§ **Goal**: Please list, copied in full, each line below that contains the string "target", matching case exactly.

§ **Records for processing**:

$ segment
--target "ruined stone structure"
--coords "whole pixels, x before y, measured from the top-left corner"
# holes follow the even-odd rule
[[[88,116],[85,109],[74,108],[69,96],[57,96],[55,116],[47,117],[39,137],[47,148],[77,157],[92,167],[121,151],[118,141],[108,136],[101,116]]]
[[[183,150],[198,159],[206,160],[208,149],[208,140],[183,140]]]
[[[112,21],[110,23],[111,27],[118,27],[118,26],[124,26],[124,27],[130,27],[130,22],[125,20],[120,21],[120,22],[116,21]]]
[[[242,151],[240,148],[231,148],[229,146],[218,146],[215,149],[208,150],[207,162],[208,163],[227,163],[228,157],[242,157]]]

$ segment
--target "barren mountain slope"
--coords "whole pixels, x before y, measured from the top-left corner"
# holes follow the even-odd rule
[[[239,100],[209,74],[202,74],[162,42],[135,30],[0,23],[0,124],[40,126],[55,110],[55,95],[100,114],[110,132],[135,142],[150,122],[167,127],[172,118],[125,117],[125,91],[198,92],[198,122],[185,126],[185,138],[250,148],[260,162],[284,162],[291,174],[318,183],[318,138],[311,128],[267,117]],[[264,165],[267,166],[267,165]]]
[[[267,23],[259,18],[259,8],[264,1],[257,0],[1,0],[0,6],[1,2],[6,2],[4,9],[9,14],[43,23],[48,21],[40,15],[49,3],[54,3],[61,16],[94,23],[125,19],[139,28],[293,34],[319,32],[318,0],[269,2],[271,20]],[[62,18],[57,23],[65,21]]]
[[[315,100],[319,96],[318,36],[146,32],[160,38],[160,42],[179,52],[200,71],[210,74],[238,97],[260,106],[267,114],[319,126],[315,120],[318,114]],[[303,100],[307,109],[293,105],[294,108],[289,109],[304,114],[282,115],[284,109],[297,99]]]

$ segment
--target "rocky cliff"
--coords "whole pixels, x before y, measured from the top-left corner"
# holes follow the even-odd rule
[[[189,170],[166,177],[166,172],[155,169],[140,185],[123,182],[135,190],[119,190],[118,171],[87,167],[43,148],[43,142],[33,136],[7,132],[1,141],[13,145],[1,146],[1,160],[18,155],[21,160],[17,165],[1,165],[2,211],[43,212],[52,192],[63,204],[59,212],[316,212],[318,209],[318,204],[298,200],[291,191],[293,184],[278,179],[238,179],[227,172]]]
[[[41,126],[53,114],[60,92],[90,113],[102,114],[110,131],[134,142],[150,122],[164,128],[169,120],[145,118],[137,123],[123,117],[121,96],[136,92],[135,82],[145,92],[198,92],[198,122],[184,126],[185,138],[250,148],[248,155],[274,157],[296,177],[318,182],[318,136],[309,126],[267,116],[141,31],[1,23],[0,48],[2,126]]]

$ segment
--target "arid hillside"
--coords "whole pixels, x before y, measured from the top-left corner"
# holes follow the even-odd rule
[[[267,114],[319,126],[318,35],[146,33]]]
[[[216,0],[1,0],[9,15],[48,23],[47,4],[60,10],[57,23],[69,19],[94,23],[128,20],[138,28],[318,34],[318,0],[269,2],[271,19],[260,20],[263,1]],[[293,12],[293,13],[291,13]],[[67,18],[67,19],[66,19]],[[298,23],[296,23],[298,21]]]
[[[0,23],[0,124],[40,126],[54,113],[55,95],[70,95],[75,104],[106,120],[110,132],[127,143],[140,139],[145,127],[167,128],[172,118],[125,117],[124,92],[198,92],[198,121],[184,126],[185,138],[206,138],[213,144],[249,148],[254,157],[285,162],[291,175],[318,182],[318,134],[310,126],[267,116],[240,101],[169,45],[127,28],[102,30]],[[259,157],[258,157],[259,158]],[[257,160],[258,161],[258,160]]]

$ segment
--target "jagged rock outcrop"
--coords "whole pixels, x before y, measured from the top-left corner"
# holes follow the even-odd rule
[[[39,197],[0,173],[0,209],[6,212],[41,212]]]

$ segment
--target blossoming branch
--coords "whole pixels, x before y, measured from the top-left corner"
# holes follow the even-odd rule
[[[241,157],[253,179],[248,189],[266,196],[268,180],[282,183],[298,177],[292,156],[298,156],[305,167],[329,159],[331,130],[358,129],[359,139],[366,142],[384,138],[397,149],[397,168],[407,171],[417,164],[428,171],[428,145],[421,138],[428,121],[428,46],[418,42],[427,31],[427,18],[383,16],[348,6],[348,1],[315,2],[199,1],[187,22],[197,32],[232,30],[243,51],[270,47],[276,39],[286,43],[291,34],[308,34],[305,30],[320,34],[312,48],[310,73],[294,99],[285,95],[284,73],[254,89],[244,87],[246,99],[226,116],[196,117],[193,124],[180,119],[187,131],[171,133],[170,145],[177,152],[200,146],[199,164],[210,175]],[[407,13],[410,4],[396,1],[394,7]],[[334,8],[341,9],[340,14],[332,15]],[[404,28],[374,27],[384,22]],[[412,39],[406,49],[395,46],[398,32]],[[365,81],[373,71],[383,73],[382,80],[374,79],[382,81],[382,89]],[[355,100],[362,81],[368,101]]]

§ **Full response**:
--target "ruined stone structure"
--target "barren mountain slope"
--target "rocky cliff"
--target "arid hillside"
--target "jagged rock outcrop"
--target blossoming branch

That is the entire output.